Data entries:

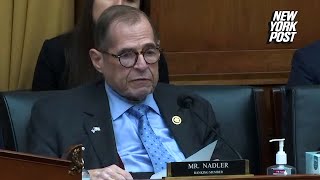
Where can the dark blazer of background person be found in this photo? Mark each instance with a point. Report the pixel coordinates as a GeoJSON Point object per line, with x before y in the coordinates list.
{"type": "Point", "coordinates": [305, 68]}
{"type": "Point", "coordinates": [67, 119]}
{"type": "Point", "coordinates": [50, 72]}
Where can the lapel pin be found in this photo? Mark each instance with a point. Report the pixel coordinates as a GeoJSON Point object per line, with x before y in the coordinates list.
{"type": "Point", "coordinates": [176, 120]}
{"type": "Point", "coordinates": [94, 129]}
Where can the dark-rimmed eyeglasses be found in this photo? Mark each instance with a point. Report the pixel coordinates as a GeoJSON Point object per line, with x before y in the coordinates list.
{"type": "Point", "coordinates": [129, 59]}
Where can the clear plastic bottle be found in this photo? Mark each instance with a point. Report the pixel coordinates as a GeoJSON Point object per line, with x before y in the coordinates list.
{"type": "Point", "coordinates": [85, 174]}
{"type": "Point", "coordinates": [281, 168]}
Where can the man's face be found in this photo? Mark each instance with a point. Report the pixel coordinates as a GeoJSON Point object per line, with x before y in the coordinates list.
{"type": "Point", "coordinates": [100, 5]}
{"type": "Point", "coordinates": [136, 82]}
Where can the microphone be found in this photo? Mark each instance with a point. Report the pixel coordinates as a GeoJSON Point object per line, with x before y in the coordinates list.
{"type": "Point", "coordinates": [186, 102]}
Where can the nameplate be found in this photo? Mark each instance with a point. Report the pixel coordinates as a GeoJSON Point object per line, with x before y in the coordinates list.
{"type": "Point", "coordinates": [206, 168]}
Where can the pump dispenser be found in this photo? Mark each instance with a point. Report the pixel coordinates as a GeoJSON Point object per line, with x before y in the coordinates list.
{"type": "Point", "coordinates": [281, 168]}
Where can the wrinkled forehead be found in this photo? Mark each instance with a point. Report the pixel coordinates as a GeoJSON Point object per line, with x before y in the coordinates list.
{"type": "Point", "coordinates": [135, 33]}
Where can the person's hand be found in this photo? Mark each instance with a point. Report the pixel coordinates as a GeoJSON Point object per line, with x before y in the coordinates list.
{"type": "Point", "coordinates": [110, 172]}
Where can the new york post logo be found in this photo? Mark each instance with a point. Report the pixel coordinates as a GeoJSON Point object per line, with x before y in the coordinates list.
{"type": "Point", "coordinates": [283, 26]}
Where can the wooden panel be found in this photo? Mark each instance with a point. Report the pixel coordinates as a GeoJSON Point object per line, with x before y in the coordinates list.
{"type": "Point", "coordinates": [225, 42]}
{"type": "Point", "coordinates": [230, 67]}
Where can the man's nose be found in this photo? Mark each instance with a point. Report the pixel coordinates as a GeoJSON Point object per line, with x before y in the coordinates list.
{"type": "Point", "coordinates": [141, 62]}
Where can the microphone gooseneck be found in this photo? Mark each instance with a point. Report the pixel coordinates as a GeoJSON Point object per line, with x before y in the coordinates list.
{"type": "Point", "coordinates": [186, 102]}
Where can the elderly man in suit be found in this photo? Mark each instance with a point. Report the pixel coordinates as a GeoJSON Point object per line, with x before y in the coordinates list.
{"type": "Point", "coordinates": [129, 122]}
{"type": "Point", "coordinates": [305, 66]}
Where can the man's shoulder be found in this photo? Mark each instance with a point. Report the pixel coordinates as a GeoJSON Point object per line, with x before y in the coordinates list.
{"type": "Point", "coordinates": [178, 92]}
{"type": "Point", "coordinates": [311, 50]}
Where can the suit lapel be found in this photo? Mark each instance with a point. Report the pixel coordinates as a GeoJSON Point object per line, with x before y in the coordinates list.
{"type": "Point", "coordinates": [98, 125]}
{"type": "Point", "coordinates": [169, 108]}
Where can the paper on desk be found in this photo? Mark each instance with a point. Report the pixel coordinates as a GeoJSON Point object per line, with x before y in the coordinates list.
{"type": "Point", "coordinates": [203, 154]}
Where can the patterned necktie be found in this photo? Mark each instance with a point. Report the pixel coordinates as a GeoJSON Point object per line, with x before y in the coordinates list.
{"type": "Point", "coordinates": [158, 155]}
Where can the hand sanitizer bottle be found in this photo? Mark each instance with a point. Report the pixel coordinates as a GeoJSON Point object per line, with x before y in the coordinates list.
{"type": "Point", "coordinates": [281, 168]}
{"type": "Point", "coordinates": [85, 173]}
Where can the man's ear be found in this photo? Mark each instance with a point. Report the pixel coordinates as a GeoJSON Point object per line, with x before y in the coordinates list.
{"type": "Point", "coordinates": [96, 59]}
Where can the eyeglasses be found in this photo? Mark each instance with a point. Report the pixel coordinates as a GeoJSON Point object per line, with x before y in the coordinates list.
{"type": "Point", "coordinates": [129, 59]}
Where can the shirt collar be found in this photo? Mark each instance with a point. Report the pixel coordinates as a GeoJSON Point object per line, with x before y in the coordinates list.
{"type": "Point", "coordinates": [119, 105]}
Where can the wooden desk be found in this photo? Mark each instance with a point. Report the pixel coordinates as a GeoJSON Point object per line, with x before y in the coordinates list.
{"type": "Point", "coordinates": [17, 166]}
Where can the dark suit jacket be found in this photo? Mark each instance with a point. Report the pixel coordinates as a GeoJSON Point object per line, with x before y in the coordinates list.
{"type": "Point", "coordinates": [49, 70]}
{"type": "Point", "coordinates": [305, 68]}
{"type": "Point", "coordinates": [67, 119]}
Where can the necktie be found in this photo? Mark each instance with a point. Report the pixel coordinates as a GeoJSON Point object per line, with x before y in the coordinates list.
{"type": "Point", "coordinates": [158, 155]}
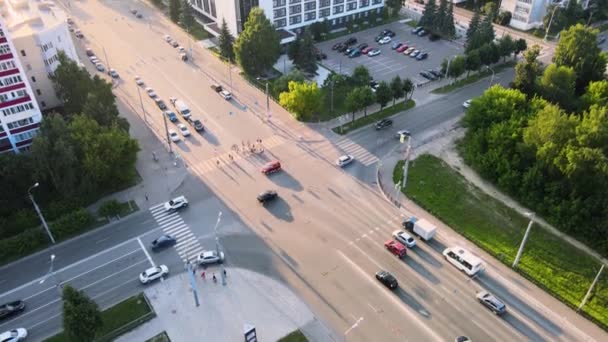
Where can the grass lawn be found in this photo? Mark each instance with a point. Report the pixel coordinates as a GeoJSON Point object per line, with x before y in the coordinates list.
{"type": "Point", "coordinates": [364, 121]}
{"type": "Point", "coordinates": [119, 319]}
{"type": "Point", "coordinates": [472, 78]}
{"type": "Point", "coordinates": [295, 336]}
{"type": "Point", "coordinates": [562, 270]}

**EXERCISE DETAILS:** Restate the whole listing above exactly, please, omitting every image.

**RESULT OF THE TASK:**
Where can the dark blazer of background person be found in this photo? Mark each instance with a point. Report the pixel coordinates as a GeoJSON Point object per line, with x before y in the coordinates list.
{"type": "Point", "coordinates": [305, 68]}
{"type": "Point", "coordinates": [67, 119]}
{"type": "Point", "coordinates": [50, 72]}
Where can the lapel pin be found in this photo? Mark each instance with a point. Report the pixel coordinates as a GeoJSON Point object per line, with x before y in the coordinates list.
{"type": "Point", "coordinates": [176, 120]}
{"type": "Point", "coordinates": [94, 129]}
Where can the dark-rimmed eyeglasses be found in this photo? Mark each instance with a point. Report the pixel coordinates as a GeoJSON Point object per line, with x before y in the coordinates list.
{"type": "Point", "coordinates": [129, 59]}
Where can the clear plastic bottle be found in this photo? Mark each instance with a point. Report the pixel coordinates as a GeoJSON Point object per line, with x before y in the coordinates list.
{"type": "Point", "coordinates": [85, 174]}
{"type": "Point", "coordinates": [281, 168]}
Where can the man's face be found in this photo? Mark each instance with a point. Report the pixel coordinates as a GeoJSON Point object per line, with x before y in the coordinates list.
{"type": "Point", "coordinates": [100, 5]}
{"type": "Point", "coordinates": [136, 82]}
Where can the microphone be found in this photo? Mark each instance with a point. Report the pixel coordinates as a GeoJSON Point object per line, with x before y in the coordinates list.
{"type": "Point", "coordinates": [186, 102]}
Where can the nameplate be found in this photo? Mark each instance with a point. Report the pixel coordinates as a GeoJSON Point object per line, with x before y in the coordinates list.
{"type": "Point", "coordinates": [206, 168]}
Where can the pump dispenser be found in this photo? Mark each instance with a point. Report the pixel coordinates as a GeoJSON Point object per line, with x before y in the coordinates list.
{"type": "Point", "coordinates": [281, 168]}
Where can the wrinkled forehead be found in this photo? Mark each instance with a point. Report the pixel coordinates as a GeoJSON Point object per line, with x before y in the coordinates list.
{"type": "Point", "coordinates": [135, 33]}
Where can the person's hand be found in this photo? Mark each instance with a point. Report the pixel coordinates as a GeoJSON Point object per line, with x before y in the coordinates list.
{"type": "Point", "coordinates": [110, 172]}
Where can the new york post logo be found in this photo? Mark each instance with a point. Report the pixel coordinates as a GeoJSON Point object per line, with x before y in the coordinates list.
{"type": "Point", "coordinates": [283, 26]}
Where can the wooden panel be found in this photo? Mark each instance with a point. Report the pixel coordinates as a GeoJSON Point object per line, with x before y in the coordinates list.
{"type": "Point", "coordinates": [225, 42]}
{"type": "Point", "coordinates": [230, 67]}
Where can the man's nose be found in this photo? Mark each instance with a point. Report the pixel coordinates as a GeoJSON Point object per line, with x before y in the coordinates list.
{"type": "Point", "coordinates": [141, 62]}
Where can the microphone gooseneck be found in this photo? Mark each instance with a point. Report the pixel coordinates as a GeoJSON Point object per line, with x before y in the coordinates list.
{"type": "Point", "coordinates": [186, 102]}
Where can the elderly man in suit be found in this photo? Mark each instance with a point. Report the pixel coordinates as a GeoJSON Point object per line, with x before y in the coordinates list.
{"type": "Point", "coordinates": [129, 122]}
{"type": "Point", "coordinates": [305, 66]}
Where can the man's shoulder be found in this photo? Mark each instance with a point. Report the pixel coordinates as a GeoJSON Point object per line, with x before y in the coordinates list.
{"type": "Point", "coordinates": [178, 92]}
{"type": "Point", "coordinates": [311, 50]}
Where can the suit lapel be found in this photo? Mark each instance with a point. Report the pixel coordinates as a GeoJSON Point object per line, with x before y in the coordinates list.
{"type": "Point", "coordinates": [98, 125]}
{"type": "Point", "coordinates": [169, 108]}
Where can the paper on desk be found in this photo? Mark each instance with a point. Report the pixel coordinates as a GeoJSON Point object per line, with x before y in the coordinates list.
{"type": "Point", "coordinates": [203, 154]}
Where can the patterned necktie be found in this photo? Mark each instance with a point. Report the pixel coordinates as a GeoJSON Point object per line, with x before y in the coordinates list.
{"type": "Point", "coordinates": [158, 155]}
Where can the hand sanitizer bottle be found in this photo? Mark each instance with a point. Report the pixel coordinates as a GeoJSON Point object per line, with x before y in the coordinates list.
{"type": "Point", "coordinates": [281, 168]}
{"type": "Point", "coordinates": [85, 173]}
Where can the man's ear be found in this photo? Mark each instance with a point. Report the pixel coordinates as a GeoJSON Point object per line, with x before y in the coordinates list.
{"type": "Point", "coordinates": [96, 59]}
Where can the eyeglasses be found in this photo? Mark each instance with a point. Report the pixel coordinates as a GeoJSON Point object per line, with x before y in the coordinates list.
{"type": "Point", "coordinates": [129, 59]}
Where can the shirt collar be found in this photo? Mark each instance with a point. Report the pixel coordinates as a GeoJSON Point object per line, with x before y in the coordinates list.
{"type": "Point", "coordinates": [119, 105]}
Where can the wooden desk be found in this photo? Mark each instance with a point. Report the pixel coordinates as a GeoJSON Point object per line, with x before y in the coordinates list.
{"type": "Point", "coordinates": [17, 166]}
Where can the dark suit jacket be found in this photo? Mark each instance with a point. Report the pixel coordinates as a GeoJSON Point object per line, with x before y in the coordinates list.
{"type": "Point", "coordinates": [49, 70]}
{"type": "Point", "coordinates": [305, 68]}
{"type": "Point", "coordinates": [67, 119]}
Where can the necktie be found in this photo? Mark each instance with a point. Report the pixel coordinates as a GeoJSON Point object per line, with x before y in the coordinates list.
{"type": "Point", "coordinates": [158, 155]}
Where can the grass lawn be found in this photo? Mark each instance with a point. Report the pixel coordinates as a GeoJSON Point object per line, with x before y in the coordinates list.
{"type": "Point", "coordinates": [364, 121]}
{"type": "Point", "coordinates": [119, 319]}
{"type": "Point", "coordinates": [472, 78]}
{"type": "Point", "coordinates": [295, 336]}
{"type": "Point", "coordinates": [562, 270]}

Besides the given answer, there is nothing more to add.